### Compito da svolgere
Rispondi alle seguenti domande sul testo dedicato al banco da falegname, una per riga:
(a) Con quali legni viene generalmente costruito il piano di lavoro?
(b) Come si chiamano gli alveoli preparati nella superficie inferiore del ripiano?
(c) Tra quali valori è compresa di solito l'altezza da terra del piano di lavoro?

### Documento di partenza
═══
Il banco da falegname è il primo ed il più importante tra gli attrezzi per la lavorazione manuale del legno, perché permette di tenere fermi i legnami nella posizione più conveniente e comoda per il taglio, la piallatura, la foratura, in modo che tutte queste operazioni possano essere effettuate con entrambe le mani libere.

Nella sua versione moderna è ancora sostanzialmente identica a quella in uso nel settecento ( e prima ). Si tratta di un piano di lavoro assai pesante e robusto (lo spessore può variare da 5 a 10 cm; comunemente lungo da 2 a 2,5 metri e largo da 70 cm in su, costruito in legno massiccio (generalmente olmo, faggio, rovere o addirittura noce), che poggia su una robusta intelaiatura costituita de quattro grosse gambe collegate tra loro da traverse tiranti, sempre in legno duro. Di solito il piano del banco non è permanentemente fissato alla base, ma è semplicemente appoggiato su di essa, per agevolarne lo smontaggio e il trasporto. Contro il rischio di infortuni, quattro (o più') robusti tenoni, praticati sull'intelaiatura di base sono inseriti in corrispondenti alveoli (detti mortase) preparati nella superficie inferiore del ripiano. L'ingente peso del ripiano stesso, mantiene il tutto assiemato in modo sicuro. A volte la stessa base è smontabile, perché i tiranti longitudinali finiscono con tenoni passanti nelle gambe, e sono bloccati con cunei o altri accorgimenti. L'altezza da terra del piano di lavoro è generalmente tra gli 80 e i 90 cm. a seconda dall'uso che se ne voglia fare. Banchi "da falegname" propriamente detti sono in genere più bassi: qui sono le operazioni di piallatura che vengono considerate in precedenza a tutte le altre, che' tali esigono l'operatore di applicare forza verso il basso. Dove invece i banchi destinati agli intagliatori devono portare la superficie di lavoro più' vicina agli occhi dell'artigiano..
═══
### Righe di dati
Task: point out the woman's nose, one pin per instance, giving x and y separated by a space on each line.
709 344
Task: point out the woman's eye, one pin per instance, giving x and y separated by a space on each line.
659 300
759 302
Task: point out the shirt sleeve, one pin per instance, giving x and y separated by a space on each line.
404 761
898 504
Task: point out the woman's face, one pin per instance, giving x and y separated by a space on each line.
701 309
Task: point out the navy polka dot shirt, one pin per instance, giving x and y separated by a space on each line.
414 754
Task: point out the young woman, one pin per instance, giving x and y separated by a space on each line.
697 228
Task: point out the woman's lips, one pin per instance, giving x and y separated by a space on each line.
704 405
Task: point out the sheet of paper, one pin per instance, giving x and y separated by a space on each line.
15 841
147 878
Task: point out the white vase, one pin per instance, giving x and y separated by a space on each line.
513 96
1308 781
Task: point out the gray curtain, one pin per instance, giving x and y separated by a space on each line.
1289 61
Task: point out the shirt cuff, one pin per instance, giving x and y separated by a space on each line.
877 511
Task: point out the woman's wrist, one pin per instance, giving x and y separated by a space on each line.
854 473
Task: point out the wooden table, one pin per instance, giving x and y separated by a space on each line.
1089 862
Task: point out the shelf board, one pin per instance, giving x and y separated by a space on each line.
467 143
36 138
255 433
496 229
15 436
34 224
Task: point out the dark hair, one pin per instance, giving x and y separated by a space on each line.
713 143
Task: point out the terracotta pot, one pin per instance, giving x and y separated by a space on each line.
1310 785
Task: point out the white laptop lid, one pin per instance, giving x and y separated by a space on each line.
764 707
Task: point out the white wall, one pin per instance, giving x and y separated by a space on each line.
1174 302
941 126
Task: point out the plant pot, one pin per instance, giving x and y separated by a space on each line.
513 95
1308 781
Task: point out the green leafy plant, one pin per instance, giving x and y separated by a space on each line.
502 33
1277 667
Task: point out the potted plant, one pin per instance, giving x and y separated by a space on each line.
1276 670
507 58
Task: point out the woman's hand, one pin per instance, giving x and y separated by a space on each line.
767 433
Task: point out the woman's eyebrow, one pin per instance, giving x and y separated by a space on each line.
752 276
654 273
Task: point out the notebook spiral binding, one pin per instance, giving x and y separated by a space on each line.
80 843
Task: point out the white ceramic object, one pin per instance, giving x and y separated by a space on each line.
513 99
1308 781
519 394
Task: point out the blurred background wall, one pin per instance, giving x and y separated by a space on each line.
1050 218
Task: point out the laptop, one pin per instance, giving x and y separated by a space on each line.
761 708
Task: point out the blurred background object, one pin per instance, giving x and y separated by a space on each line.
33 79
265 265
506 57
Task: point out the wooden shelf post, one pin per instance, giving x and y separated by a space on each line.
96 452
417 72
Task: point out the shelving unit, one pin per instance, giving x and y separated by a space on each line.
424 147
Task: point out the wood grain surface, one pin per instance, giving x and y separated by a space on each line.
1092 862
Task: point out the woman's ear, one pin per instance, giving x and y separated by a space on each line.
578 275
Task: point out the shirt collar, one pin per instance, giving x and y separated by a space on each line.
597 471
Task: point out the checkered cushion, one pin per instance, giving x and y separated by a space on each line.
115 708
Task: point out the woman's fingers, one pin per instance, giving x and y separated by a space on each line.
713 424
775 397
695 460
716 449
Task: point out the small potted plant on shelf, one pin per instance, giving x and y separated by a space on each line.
═══
### Soluzione scritta
(a) Olmo, faggio, rovere o addirittura noce.
(b) Si chiamano mortase.
(c) Tra gli 80 e i 90 cm.